───── PAGE EXTRACT

In the case of a proposed constitutional amendment, the signature minimum threshold would be 20 percent from each congressional district, which would have been 214,207 signatures last year.

"A requirement to get signatures from all 42 Assembly districts is too unwieldy," Giunchigliani said of Rhoads' proposal. "I don't want to do anything to impede the right of people to petition the government."

Heller has proposed that any government agency that prevents someone from gathering petition signatures in a designated area at a public building be fined by the state up to $5,000 per day from its operating budget for each violation.

Greg Bortolin, spokesman for Gov. Kenny Guinn, said the governor's office supports that proposal because agencies should follow the law and allow access for petition drives. Last year a group that unsuccessfully sought to repeal the 2003 state tax increases complained that it was prevented from collecting signatures at the Department of Motor Vehicles, UNLV and a Reno bus station.

"There's some merit behind this," Bortolin said of Heller's proposal. "If you hit people where it hurts, they will follow the law. The governor's office complained pretty angrily last year when our agencies didn't follow the law."

──────────

TASKS TO CARRY OUT:
[A] According to the excerpt, what fine has Heller proposed for a government agency that prevents someone from gathering petition signatures in a designated area at a public building?
[B] For each statement, say whether it agrees with the excerpt, answering yes or no and quoting the words that decide it: (i) For a proposed constitutional amendment, the signature minimum threshold would be 20 percent from each congressional district. (ii) Giunchigliani favors requiring signatures from all 42 Assembly districts. (iii) The governor's office opposes Heller's proposal to fine agencies.
The stored items are separate material with no connection to the excerpt.

───── DATA RECORDS

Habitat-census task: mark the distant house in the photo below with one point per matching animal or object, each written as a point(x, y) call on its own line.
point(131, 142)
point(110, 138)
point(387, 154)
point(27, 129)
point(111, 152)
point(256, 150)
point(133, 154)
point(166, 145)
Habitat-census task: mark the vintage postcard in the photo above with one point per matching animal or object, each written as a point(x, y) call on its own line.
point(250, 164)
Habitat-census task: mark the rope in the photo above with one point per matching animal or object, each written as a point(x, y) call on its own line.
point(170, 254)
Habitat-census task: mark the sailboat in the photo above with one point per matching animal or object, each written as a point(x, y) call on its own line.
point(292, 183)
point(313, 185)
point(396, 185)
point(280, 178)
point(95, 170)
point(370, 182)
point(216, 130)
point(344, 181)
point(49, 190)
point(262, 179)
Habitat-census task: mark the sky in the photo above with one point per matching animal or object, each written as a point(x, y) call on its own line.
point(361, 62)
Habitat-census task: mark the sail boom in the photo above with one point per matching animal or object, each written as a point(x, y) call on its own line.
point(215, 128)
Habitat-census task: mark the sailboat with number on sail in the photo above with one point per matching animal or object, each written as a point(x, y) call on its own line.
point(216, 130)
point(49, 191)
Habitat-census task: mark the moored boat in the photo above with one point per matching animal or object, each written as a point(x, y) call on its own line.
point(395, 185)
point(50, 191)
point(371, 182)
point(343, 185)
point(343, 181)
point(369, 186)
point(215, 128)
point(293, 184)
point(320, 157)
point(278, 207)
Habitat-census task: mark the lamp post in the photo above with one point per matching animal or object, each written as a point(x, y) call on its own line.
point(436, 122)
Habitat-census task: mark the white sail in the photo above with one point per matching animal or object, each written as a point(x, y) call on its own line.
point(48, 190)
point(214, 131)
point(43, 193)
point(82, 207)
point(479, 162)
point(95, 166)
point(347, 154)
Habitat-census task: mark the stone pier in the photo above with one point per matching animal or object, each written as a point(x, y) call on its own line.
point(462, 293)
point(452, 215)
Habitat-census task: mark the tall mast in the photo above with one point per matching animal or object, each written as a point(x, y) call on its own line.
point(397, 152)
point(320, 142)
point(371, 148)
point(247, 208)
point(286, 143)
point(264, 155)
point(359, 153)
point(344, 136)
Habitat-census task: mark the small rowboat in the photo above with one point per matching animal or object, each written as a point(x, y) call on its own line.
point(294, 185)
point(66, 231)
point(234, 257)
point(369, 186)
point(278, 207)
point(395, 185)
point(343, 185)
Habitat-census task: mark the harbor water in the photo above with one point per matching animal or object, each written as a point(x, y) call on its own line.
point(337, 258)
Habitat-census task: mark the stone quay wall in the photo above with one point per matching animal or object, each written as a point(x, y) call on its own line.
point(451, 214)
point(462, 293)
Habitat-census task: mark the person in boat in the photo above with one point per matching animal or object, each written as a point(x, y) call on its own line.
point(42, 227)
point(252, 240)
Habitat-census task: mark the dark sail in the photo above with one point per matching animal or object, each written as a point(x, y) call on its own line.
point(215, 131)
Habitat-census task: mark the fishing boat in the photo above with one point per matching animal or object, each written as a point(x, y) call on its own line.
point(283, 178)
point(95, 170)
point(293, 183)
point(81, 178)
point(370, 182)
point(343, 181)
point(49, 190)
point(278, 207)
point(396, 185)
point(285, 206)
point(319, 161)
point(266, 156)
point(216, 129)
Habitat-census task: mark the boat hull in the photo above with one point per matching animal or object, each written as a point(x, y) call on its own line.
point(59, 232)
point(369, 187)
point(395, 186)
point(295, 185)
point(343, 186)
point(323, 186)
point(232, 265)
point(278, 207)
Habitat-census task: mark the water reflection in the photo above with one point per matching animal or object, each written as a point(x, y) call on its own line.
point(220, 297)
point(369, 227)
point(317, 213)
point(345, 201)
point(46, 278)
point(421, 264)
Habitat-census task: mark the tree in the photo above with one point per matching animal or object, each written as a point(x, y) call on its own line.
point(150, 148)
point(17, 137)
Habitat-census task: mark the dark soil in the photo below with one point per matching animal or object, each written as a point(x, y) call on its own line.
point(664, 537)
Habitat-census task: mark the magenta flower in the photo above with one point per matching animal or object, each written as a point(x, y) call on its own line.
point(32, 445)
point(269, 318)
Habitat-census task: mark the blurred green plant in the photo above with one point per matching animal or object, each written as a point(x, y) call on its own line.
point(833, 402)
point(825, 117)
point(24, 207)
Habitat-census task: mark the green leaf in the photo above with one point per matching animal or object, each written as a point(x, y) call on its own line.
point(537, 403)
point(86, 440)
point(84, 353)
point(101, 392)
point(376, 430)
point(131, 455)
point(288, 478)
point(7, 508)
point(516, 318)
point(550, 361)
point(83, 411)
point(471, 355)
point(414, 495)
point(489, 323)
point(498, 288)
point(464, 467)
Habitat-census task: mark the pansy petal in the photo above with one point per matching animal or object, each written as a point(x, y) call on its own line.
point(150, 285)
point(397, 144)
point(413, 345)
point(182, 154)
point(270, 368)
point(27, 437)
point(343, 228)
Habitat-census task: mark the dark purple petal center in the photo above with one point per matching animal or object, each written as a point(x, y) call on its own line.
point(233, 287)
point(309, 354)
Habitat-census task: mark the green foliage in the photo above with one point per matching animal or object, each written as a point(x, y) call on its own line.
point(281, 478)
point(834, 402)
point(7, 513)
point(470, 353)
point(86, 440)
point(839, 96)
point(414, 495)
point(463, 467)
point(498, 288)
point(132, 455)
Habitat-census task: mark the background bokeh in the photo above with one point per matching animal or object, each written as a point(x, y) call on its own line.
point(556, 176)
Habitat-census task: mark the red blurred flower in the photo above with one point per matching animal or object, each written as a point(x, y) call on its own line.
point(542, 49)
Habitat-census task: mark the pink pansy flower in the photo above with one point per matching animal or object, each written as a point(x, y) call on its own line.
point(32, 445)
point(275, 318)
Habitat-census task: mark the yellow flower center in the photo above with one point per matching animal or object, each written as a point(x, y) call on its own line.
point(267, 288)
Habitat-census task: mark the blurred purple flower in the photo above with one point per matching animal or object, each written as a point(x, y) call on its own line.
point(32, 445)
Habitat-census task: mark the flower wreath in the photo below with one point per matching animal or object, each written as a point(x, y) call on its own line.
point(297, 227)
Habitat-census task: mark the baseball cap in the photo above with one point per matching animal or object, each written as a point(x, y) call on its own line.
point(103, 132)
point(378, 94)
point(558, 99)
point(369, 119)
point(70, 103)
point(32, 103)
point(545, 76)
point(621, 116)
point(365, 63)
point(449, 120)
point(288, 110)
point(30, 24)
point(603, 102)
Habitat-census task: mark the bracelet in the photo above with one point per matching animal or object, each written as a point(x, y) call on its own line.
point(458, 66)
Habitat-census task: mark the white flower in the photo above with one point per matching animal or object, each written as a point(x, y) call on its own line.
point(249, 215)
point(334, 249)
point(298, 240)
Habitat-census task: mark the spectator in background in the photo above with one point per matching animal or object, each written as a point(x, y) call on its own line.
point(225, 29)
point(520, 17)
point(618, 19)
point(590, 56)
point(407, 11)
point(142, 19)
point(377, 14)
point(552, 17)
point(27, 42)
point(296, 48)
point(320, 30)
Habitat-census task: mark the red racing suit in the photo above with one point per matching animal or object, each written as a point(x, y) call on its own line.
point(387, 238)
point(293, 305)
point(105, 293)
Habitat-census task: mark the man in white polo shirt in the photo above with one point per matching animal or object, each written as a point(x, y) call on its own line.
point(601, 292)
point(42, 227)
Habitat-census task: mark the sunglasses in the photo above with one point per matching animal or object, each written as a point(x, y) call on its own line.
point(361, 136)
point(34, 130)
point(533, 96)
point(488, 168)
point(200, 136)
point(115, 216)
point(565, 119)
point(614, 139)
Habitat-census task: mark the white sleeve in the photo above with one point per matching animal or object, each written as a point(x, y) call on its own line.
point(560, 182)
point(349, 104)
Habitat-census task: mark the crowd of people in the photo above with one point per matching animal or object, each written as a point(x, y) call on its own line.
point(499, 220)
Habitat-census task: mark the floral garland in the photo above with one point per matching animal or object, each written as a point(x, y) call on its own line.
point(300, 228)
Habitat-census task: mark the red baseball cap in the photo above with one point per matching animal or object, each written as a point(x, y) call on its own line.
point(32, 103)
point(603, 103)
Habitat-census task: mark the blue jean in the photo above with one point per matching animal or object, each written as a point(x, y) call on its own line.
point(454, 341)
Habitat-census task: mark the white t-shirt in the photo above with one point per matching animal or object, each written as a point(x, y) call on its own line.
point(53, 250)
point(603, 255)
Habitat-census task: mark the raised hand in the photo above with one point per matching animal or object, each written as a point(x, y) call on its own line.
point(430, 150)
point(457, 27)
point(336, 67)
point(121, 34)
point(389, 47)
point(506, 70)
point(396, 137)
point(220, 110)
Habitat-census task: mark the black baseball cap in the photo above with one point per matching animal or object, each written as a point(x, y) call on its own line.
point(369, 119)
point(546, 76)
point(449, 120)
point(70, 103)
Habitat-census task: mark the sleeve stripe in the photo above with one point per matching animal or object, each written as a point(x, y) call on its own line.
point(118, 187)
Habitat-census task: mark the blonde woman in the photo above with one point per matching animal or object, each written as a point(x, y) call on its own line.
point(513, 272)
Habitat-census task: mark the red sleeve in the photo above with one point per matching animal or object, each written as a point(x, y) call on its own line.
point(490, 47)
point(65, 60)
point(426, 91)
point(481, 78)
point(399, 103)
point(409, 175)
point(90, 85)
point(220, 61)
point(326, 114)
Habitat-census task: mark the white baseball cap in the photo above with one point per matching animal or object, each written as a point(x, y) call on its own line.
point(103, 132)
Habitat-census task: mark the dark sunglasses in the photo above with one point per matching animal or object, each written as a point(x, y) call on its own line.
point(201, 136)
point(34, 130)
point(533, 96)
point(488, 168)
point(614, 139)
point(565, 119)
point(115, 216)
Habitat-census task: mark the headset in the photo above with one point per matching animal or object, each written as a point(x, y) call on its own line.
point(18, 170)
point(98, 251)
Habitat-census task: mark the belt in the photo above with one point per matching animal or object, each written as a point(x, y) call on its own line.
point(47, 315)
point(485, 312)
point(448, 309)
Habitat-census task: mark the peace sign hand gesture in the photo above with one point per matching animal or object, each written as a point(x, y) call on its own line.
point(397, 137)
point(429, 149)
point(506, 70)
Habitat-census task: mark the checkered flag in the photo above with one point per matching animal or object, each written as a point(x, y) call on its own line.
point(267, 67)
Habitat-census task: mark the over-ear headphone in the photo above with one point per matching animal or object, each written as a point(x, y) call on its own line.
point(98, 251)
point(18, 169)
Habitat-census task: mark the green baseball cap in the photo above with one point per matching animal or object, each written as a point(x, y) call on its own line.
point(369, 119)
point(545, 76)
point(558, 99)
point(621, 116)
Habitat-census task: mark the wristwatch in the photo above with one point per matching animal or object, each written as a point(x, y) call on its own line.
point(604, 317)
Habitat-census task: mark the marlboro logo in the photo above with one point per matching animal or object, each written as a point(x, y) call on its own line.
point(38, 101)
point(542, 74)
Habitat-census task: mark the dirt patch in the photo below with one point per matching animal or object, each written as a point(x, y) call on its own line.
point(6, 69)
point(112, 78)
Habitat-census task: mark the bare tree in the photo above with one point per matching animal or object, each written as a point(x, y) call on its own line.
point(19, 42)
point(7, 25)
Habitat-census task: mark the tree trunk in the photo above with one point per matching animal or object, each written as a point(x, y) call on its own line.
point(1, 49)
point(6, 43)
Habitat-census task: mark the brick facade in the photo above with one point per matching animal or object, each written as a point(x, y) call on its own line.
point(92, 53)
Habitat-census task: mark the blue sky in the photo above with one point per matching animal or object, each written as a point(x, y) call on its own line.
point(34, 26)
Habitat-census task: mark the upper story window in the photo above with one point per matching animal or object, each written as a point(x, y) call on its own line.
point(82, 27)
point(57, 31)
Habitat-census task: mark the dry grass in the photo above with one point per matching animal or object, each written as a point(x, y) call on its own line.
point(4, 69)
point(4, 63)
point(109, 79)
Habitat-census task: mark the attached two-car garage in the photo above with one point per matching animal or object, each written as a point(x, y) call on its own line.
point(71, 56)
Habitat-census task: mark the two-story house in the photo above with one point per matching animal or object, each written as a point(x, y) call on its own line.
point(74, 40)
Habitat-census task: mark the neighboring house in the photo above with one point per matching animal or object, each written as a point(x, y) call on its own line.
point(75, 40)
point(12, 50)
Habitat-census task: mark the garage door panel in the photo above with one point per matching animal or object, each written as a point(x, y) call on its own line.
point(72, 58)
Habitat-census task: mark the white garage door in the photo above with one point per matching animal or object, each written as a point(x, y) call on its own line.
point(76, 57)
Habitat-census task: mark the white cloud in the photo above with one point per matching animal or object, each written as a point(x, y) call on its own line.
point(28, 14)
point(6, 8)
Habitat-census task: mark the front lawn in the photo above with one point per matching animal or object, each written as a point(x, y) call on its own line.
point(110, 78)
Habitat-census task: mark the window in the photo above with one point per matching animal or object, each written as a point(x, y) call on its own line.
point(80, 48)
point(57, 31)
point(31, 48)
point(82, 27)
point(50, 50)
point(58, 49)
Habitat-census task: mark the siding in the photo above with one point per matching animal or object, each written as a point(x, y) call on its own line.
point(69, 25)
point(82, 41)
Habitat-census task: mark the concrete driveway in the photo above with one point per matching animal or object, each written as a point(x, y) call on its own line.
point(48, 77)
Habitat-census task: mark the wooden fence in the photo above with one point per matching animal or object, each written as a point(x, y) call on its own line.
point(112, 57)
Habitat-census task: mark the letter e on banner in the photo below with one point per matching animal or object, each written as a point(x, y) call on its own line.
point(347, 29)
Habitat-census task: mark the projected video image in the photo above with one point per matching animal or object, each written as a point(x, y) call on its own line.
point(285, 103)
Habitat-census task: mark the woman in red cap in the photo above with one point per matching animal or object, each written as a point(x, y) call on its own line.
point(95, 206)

──────────

ANSWER SECTION:
[A] The agency would be fined by the state up to $5,000 per day from its operating budget for each violation.

[B]
(i) Yes: "the signature minimum threshold would be 20 percent from each congressional district"
(ii) No: "A requirement to get signatures from all 42 Assembly districts is too unwieldy"
(iii) No: "the governor's office supports that proposal"